Exercise objective:
Update the data below by replacing every "shadowed rock face" with "sunlit rock face" and leaving everything else as it is. Omit the pictures from your answer.

Provided material:
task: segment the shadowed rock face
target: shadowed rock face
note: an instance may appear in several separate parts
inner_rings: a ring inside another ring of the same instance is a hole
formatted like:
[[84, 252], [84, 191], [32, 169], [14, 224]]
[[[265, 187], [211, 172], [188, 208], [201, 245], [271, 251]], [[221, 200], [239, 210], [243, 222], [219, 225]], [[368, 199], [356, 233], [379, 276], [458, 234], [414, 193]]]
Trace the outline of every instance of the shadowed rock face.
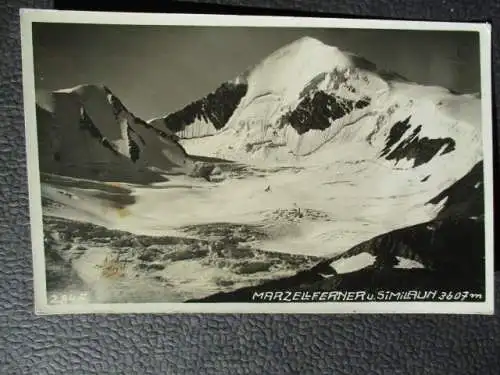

Solution:
task: segment the sunlit rock face
target: sunlit rock face
note: an instance may appear in several separate parts
inner_rings: a ring inside another ring of the same instance is a hole
formatted like:
[[84, 252], [84, 191], [32, 169], [14, 224]]
[[[265, 187], [211, 172], [188, 208], [201, 245], [271, 251]], [[221, 200], [239, 210], [243, 222], [219, 225]], [[368, 199], [356, 233], [379, 276], [458, 234], [414, 193]]]
Trace the outline of every instance of the sunlit rock face.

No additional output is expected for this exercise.